**Task statement**: How many lines in the entries below include the string "hallway"? Answer with the number only.
%%
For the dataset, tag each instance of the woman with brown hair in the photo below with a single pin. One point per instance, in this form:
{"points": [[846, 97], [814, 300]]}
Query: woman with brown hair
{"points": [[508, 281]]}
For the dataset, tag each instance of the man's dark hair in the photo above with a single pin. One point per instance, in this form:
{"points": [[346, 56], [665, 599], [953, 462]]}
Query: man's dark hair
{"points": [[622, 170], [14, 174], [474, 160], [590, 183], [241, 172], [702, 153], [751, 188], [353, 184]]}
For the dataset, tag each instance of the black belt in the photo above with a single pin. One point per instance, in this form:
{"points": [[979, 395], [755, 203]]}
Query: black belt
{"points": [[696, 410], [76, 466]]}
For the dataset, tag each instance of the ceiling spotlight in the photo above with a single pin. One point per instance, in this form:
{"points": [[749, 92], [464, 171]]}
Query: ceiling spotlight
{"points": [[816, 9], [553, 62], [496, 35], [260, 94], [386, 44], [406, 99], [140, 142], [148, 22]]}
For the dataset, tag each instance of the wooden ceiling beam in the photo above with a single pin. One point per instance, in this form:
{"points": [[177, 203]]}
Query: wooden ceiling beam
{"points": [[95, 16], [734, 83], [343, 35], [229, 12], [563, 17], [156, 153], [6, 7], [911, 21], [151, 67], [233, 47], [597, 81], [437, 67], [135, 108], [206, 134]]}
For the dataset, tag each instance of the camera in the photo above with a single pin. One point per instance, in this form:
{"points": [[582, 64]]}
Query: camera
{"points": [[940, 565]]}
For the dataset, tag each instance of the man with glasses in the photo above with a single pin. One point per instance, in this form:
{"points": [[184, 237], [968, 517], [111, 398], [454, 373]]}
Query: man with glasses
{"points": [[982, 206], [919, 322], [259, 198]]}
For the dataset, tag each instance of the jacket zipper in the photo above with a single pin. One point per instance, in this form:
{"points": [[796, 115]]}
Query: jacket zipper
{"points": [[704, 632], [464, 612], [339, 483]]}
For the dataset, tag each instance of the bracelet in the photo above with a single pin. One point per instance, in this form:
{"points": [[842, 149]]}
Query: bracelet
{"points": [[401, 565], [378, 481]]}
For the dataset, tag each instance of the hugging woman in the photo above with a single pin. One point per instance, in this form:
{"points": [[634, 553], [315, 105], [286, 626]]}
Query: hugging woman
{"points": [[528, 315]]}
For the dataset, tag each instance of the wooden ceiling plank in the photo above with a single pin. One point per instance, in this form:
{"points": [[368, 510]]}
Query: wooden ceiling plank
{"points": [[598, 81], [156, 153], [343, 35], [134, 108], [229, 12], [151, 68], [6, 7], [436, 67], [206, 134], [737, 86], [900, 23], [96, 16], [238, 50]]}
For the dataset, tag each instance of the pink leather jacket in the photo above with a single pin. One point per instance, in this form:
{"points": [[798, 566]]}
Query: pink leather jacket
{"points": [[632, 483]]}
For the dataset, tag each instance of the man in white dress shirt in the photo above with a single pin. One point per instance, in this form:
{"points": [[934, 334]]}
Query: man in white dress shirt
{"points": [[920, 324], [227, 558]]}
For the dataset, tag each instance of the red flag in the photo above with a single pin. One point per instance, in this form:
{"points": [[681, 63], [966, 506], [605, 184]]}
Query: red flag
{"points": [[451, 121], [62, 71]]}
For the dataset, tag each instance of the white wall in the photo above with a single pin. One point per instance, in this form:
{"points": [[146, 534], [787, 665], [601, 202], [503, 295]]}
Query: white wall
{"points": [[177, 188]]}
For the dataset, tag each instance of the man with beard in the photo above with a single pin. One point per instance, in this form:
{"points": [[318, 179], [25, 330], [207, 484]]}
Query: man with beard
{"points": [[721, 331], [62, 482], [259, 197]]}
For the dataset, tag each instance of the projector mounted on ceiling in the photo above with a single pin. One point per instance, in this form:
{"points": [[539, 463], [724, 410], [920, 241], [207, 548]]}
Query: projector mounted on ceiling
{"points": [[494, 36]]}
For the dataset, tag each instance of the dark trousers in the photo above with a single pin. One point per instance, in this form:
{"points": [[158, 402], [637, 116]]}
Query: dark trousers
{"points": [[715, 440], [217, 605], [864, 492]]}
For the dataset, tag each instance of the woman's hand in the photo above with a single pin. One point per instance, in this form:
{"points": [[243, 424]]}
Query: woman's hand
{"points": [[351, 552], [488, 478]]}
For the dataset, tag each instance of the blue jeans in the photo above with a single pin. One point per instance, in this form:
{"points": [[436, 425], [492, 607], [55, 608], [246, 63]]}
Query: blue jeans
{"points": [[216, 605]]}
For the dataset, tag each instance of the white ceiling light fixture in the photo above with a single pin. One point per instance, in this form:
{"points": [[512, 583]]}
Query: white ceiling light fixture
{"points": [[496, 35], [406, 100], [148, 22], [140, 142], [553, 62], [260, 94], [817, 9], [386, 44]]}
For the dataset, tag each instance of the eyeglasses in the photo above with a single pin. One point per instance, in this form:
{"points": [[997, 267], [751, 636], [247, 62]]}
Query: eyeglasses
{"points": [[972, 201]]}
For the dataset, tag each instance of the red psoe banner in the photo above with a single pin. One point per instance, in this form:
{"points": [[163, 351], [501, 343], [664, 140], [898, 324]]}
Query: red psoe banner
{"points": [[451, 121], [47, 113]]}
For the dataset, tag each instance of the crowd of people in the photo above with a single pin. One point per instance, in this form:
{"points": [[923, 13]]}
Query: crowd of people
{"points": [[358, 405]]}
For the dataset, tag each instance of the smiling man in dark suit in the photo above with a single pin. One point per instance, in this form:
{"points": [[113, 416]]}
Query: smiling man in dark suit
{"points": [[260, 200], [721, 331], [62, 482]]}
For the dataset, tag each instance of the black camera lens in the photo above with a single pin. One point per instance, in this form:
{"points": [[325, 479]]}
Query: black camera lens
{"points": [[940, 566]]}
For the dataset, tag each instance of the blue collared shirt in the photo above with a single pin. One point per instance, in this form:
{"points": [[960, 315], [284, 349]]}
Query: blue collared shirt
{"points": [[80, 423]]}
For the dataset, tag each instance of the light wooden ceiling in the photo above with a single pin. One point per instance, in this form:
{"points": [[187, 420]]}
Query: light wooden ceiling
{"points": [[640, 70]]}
%%
%%
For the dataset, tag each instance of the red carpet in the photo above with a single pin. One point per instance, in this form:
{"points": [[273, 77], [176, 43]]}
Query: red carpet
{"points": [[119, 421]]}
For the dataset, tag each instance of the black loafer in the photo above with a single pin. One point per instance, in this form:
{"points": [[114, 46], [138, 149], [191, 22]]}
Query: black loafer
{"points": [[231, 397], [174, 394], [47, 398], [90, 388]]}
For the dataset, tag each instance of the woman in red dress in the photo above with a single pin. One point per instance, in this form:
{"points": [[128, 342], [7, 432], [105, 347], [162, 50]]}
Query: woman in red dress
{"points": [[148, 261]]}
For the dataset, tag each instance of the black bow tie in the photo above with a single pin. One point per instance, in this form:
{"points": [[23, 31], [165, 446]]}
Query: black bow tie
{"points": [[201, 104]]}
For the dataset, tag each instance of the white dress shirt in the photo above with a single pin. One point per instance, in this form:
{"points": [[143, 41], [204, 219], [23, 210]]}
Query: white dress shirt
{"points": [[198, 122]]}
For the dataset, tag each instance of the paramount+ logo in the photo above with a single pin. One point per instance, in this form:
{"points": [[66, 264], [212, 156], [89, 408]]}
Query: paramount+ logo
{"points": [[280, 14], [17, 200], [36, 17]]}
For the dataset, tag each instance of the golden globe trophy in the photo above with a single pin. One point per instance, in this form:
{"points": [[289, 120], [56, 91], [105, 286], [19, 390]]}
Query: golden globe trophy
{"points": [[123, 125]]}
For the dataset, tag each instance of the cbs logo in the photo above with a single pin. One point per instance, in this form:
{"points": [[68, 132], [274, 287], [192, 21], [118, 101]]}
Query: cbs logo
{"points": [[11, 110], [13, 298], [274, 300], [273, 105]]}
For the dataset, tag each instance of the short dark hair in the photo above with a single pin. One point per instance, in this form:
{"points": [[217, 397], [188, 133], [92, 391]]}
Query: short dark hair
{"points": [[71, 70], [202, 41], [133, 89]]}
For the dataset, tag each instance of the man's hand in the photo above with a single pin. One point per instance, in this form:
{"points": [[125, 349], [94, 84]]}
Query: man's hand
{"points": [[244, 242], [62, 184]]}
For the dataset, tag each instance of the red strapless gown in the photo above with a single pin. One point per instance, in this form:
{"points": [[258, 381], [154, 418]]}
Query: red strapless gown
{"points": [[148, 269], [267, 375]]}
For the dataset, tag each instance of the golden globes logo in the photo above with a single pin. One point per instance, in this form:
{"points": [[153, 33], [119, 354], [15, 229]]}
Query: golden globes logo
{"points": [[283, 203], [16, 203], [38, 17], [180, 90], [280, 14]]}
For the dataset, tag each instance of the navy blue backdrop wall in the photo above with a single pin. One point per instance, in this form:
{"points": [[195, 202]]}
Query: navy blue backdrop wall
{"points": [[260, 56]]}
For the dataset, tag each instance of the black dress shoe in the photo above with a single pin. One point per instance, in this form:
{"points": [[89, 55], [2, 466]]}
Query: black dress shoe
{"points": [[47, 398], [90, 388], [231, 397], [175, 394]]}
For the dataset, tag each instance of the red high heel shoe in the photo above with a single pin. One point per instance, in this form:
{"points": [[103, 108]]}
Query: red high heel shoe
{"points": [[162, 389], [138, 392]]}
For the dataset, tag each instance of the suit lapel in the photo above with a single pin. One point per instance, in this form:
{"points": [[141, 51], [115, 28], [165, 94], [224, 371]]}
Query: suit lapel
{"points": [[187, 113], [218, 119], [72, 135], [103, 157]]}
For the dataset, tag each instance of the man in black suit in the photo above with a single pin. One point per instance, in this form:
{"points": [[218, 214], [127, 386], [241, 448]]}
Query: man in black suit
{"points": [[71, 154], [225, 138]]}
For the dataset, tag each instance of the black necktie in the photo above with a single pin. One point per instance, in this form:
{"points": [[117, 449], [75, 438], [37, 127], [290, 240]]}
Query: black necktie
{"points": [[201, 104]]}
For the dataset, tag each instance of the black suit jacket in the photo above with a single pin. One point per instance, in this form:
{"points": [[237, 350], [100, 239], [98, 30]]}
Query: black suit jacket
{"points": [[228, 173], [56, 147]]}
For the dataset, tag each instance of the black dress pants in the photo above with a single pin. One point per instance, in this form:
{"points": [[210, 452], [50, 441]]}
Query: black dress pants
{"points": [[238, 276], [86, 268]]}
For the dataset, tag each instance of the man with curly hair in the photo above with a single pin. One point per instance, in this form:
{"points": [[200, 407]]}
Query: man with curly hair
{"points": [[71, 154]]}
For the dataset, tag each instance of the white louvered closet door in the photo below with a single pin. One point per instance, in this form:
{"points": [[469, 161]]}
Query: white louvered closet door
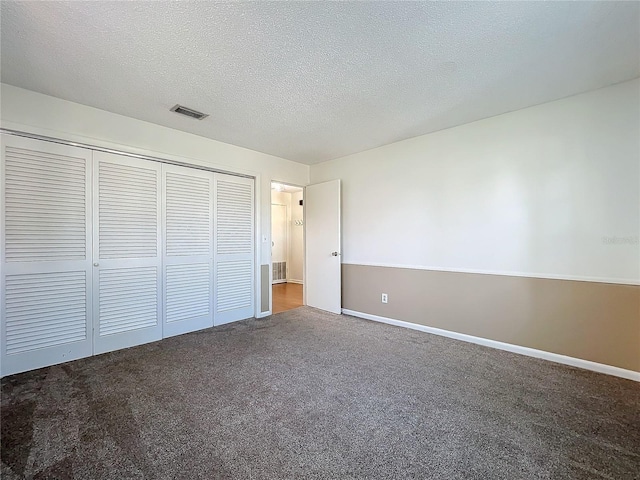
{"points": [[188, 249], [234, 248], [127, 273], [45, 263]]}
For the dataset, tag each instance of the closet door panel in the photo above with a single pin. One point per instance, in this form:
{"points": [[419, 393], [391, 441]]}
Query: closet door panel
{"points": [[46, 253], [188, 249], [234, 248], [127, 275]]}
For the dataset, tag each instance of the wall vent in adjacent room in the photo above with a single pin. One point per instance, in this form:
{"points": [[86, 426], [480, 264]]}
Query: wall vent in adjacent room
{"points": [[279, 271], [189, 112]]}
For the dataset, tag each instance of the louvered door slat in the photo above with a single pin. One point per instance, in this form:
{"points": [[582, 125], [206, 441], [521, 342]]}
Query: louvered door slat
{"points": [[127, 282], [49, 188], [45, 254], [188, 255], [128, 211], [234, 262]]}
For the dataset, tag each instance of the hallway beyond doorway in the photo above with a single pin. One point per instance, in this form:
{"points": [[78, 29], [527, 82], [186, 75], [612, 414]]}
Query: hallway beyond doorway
%%
%%
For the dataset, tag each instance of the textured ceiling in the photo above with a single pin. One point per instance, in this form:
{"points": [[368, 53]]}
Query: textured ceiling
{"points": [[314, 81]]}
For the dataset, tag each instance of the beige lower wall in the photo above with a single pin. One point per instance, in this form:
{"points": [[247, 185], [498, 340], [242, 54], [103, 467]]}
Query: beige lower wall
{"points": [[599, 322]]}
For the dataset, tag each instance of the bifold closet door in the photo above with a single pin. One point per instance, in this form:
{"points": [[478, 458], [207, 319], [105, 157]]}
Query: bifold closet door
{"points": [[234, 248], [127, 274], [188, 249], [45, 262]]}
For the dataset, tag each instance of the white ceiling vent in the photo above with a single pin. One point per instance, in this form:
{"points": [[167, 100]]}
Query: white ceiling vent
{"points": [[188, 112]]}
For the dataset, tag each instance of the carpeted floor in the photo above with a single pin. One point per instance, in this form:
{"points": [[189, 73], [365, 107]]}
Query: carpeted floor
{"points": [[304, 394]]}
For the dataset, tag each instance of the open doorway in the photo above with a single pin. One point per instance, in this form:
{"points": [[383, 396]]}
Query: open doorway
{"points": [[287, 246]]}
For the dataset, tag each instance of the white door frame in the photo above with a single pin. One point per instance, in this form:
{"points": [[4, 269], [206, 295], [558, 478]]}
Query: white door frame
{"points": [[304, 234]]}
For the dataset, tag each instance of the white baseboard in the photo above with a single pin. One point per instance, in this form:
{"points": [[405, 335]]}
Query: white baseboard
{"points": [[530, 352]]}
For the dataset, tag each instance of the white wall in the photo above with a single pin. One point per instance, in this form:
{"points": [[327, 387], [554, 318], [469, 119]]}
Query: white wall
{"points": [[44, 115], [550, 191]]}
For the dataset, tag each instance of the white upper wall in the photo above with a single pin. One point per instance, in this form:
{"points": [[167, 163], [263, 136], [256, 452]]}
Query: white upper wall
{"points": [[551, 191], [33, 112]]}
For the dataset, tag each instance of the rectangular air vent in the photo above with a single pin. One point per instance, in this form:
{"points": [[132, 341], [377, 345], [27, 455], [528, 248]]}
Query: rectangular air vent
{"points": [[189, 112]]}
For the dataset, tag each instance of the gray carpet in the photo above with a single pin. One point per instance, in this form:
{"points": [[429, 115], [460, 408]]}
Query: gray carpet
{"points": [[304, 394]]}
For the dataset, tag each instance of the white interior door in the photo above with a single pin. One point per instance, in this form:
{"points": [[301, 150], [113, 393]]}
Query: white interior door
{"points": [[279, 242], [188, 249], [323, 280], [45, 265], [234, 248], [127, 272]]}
%%
**Answer below**: 2